_SELECTED TEXT_.
⟨

- Promotional poster
- Showrunners: Christopher Yost; Alan Wan;
- Starring: Micah Abbey; Shamon Brown Jr.; Nicolas Cantu; Brady Noon; Ayo Edebiri;
- No. of episodes: 12

Release
- Original network: Paramount+
- Original release: December 12, 2025

Season chronology
- ← Previous Season 1

= Tales of the Teenage Mutant Ninja Turtles season 2 =

Season of television series

The second and final season of the American animated television series Tales of the Teenage Mutant Ninja Turtles is based on the Teenage Mutant Ninja Turtles characters by Peter Laird and Kevin Eastman. Serving as a spin-off of the 2023 film Mutant Mayhem, it follows the Turtles as they navigate their dual lives as both teenagers and heroes in New York City. The season was produced by Nickelodeon Animation Studio, Point Grey Pictures, and animation studio Titmouse, with Christopher Yost and Alan Wan serving as showrunners.

⟩

_DIRECTIVE A_.
Pick out every line of the records that contains the string "giraffe", matching case exactly, and copy each such line.
The text and the records are unrelated to each other.

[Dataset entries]
⟨

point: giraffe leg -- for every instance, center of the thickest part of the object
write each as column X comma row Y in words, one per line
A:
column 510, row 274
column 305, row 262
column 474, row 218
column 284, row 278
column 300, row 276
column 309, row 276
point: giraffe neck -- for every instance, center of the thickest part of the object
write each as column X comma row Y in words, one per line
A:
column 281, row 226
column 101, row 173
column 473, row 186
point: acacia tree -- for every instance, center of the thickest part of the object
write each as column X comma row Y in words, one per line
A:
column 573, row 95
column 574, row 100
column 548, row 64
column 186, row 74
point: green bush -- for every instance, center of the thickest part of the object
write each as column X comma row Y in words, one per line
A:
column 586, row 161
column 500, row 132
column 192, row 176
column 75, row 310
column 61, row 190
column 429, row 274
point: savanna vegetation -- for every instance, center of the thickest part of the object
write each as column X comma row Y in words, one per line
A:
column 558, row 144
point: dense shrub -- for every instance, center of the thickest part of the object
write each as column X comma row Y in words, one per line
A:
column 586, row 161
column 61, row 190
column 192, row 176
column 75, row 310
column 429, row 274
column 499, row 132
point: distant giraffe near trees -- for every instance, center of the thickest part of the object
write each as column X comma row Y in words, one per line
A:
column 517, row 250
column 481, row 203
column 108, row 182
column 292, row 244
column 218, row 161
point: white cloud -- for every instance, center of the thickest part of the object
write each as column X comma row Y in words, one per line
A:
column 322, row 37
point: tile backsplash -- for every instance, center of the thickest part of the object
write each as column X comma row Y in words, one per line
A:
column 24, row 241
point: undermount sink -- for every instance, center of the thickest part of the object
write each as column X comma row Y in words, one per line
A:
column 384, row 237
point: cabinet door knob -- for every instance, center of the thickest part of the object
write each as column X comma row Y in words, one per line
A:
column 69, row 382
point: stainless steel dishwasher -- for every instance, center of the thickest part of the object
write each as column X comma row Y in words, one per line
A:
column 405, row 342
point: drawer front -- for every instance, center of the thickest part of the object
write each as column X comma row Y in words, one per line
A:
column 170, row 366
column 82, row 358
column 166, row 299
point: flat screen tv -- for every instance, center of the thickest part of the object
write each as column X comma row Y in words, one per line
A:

⟩

_DIRECTIVE B_.
According to the season overview, which film is the series a spin-off of?

_EXERCISE OUTPUT A_.
point: giraffe leg -- for every instance, center of the thickest part of the object
point: giraffe neck -- for every instance, center of the thickest part of the object
point: distant giraffe near trees -- for every instance, center of the thickest part of the object

_EXERCISE OUTPUT B_.
The 2023 film Mutant Mayhem.